Cher Monsieur le fiscalisateur,
Je viens de recevoir il y a quelques jours ma déclaration d’impôts préremplie et je me demandais à cette occasion si nous pouvions trouver un petit arrangement, entre nous, comme ça, en toute discrétion. En effet, j’ai appris dans le journal quelques temps auparavant que le grand timonier de l’économie, M. Moscovici, avait décidé de prélever dix milliards supplémentaires dans le portefeuille des Français, après avoir ponctionné vingt-quatre milliards en 2013 et vingt milliards en 2012. Loin de moi l’idée de ne pas vouloir vous donner un coup de main afin de continuer à financer les émoluments de nos trente-huit ministres ou les voyages de notre président et de sa petite amie à New-York, qui a fait de gros efforts cette fois j’en suis conscient pour faire un peu moins de shopping, mais bon je risque de ne plus avoir assez de monnaie pour le parcmètre.
C’est pourquoi, à l’instant de m’acquitter de mon devoir de citoyen et de mon obole annuelle, je me demandais si nous ne pourrions pas convenir d’un petit arrangement pour une fois, un peu comme M. Cahuzac par exemple, avec son compte en Suisse à géométrie variable, ou M. Guéant et ses tableaux vendus à la sauvette. Je sais bien évidemment que je ne peux pas demander à bénéficier d’un traitement de faveur par rapport aux autres Français et que si tout le monde faisait comme moi vous n’en sortiriez plus mais je me disais, en regardant ma feuille d’impôt, allez cette année pourquoi pas moi ? On pourrait peut-être s’arranger discrètement pour m’en mettre un peu de côté aussi et je saurais rester discret. Au besoin, si je me fais pincer, je pourrais toujours faire semblant de démissionner ou alors prétendre comme un gros blaireau que j’ai refourgué une croûte à prix d’or sur e-bay. Après tout, comme on le voit tous les jours, plus c’est gros, plus ça passe et le ciel ne nous tombe pas sur la tête pour autant.

**DONNÉES FOURNIES:**
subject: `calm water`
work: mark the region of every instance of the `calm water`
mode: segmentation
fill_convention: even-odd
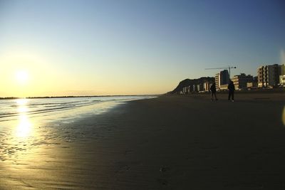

**CONSIGNE:** Extrayez de la lettre, mot pour mot, le passage qui va de « Cher Monsieur le » jusqu'à « pour le parcmètre. » inclus.

**RÉSULTAT ATTENDU:**
Cher Monsieur le fiscalisateur,
Je viens de recevoir il y a quelques jours ma déclaration d’impôts préremplie et je me demandais à cette occasion si nous pouvions trouver un petit arrangement, entre nous, comme ça, en toute discrétion. En effet, j’ai appris dans le journal quelques temps auparavant que le grand timonier de l’économie, M. Moscovici, avait décidé de prélever dix milliards supplémentaires dans le portefeuille des Français, après avoir ponctionné vingt-quatre milliards en 2013 et vingt milliards en 2012. Loin de moi l’idée de ne pas vouloir vous donner un coup de main afin de continuer à financer les émoluments de nos trente-huit ministres ou les voyages de notre président et de sa petite amie à New-York, qui a fait de gros efforts cette fois j’en suis conscient pour faire un peu moins de shopping, mais bon je risque de ne plus avoir assez de monnaie pour le parcmètre.